=== PROBLEM DESCRIPTION ===
If any record holds an image, omit the image and print the rest exactly.

=== MATERIAL FOR THIS TASK ===
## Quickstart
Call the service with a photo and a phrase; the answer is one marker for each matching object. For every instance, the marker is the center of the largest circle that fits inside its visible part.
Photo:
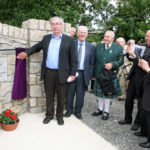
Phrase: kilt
(99, 93)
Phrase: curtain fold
(19, 90)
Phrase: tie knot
(107, 46)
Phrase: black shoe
(47, 120)
(78, 115)
(105, 116)
(139, 134)
(60, 121)
(135, 127)
(97, 113)
(145, 145)
(120, 99)
(123, 122)
(68, 114)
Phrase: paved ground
(32, 134)
(89, 134)
(120, 136)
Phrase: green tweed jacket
(112, 55)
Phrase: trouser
(52, 85)
(77, 88)
(129, 103)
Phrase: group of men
(68, 66)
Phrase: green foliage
(8, 117)
(129, 19)
(14, 12)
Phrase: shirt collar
(83, 43)
(108, 45)
(53, 36)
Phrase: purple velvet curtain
(20, 82)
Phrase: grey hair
(61, 19)
(120, 39)
(85, 27)
(112, 32)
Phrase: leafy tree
(14, 12)
(131, 20)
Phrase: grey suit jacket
(67, 56)
(88, 61)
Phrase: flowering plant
(8, 117)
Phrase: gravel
(118, 135)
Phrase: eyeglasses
(55, 24)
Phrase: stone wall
(31, 32)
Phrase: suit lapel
(47, 42)
(76, 47)
(86, 52)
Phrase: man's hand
(130, 51)
(71, 78)
(144, 65)
(108, 66)
(22, 55)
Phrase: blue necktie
(79, 54)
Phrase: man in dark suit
(145, 100)
(59, 63)
(85, 53)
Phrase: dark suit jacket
(67, 56)
(146, 93)
(88, 61)
(137, 73)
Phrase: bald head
(121, 41)
(109, 37)
(82, 33)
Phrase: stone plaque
(3, 69)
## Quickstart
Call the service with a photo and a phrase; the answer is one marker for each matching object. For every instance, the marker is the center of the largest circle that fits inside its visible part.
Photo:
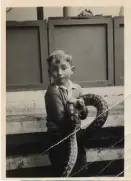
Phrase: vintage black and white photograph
(64, 92)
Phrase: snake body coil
(102, 113)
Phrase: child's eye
(64, 67)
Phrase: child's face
(61, 71)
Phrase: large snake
(102, 113)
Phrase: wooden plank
(32, 102)
(32, 124)
(32, 143)
(36, 82)
(37, 161)
(115, 167)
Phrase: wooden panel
(26, 54)
(88, 41)
(119, 50)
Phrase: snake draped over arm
(102, 113)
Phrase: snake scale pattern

=== WRITTEN SOLUTION ===
## Quickstart
Call the service with a photo and a phrase; the answer is one marker for each matching object. For every instance, the marker is the center of the largest circle that fits inside its visible part.
Photo:
Phrase: kilt
(99, 93)
Phrase: curtain fold
(19, 90)
Phrase: tie knot
(107, 46)
Phrase: black shoe
(47, 120)
(78, 115)
(105, 116)
(139, 134)
(60, 121)
(135, 127)
(97, 113)
(145, 145)
(120, 99)
(123, 122)
(68, 114)
Phrase: paved ground
(32, 134)
(89, 134)
(120, 136)
Phrase: green tweed jacket
(112, 55)
Phrase: trouser
(52, 85)
(77, 88)
(129, 103)
Phrase: group of men
(68, 66)
Phrase: green foliage
(8, 117)
(129, 19)
(14, 12)
Phrase: shirt collar
(83, 43)
(108, 45)
(53, 36)
Phrase: purple velvet curtain
(20, 82)
Phrase: grey hair
(61, 19)
(120, 39)
(85, 27)
(112, 32)
Phrase: leafy tree
(14, 12)
(131, 20)
Phrase: grey suit jacket
(67, 56)
(88, 61)
Phrase: flowering plant
(8, 117)
Phrase: gravel
(118, 135)
Phrase: eyeglasses
(55, 24)
Phrase: stone wall
(31, 32)
Phrase: suit lapel
(47, 42)
(76, 47)
(86, 52)
Phrase: man's hand
(130, 51)
(71, 78)
(144, 65)
(108, 66)
(22, 55)
Phrase: blue necktie
(79, 54)
Phrase: man in dark suit
(145, 100)
(59, 63)
(85, 53)
Phrase: dark suit jacket
(67, 56)
(146, 93)
(88, 61)
(137, 73)
Phrase: bald head
(121, 41)
(109, 37)
(82, 33)
Phrase: stone plaque
(3, 69)
## Quickstart
Call the service with a photo and a phrase; the answer is one marker for each matching object. For every instance, the marker is the center of the largest circle that fits inside its visible part.
Photo:
Phrase: vintage black and white photograph
(64, 92)
Phrase: snake body coil
(102, 113)
Phrase: child's eye
(64, 67)
Phrase: child's face
(61, 71)
Phrase: large snake
(102, 113)
Phrase: wooden plank
(32, 102)
(32, 124)
(32, 143)
(36, 82)
(37, 161)
(115, 167)
Phrase: wooden panel
(26, 54)
(88, 41)
(119, 50)
Phrase: snake draped over arm
(102, 113)
Phrase: snake scale pattern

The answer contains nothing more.